§ **YOUR GOAL**
Could you rewrite every line of the records below as a JSON list of strings, one string per line, with any blank lines left out?

======== RAW DATA

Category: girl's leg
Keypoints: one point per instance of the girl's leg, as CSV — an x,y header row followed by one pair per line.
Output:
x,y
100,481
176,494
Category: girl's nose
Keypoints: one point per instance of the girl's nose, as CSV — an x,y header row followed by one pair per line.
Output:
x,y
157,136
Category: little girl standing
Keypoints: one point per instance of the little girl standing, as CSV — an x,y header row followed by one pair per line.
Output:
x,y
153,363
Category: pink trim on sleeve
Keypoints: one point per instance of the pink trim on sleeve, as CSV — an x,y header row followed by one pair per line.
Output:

================

§ **OUTPUT**
[
  "Category: girl's leg",
  "Keypoints: one point per instance of the girl's leg, as CSV — an x,y header row followed by one pair per line.",
  "Output:",
  "x,y",
  "100,481",
  "176,494",
  "Category: girl's nose",
  "Keypoints: one point per instance of the girl's nose, as CSV — an x,y header row followed by one pair per line.",
  "Output:",
  "x,y",
  "157,136",
  "Category: little girl standing",
  "Keypoints: one point per instance of the little girl standing, as CSV — an x,y header row followed by one pair per line.",
  "Output:",
  "x,y",
  "153,363",
  "Category: pink trim on sleeve",
  "Keypoints: one point per instance of the pink trim on sleeve, as CSV — an x,y header row followed by one pair per line.",
  "Output:"
]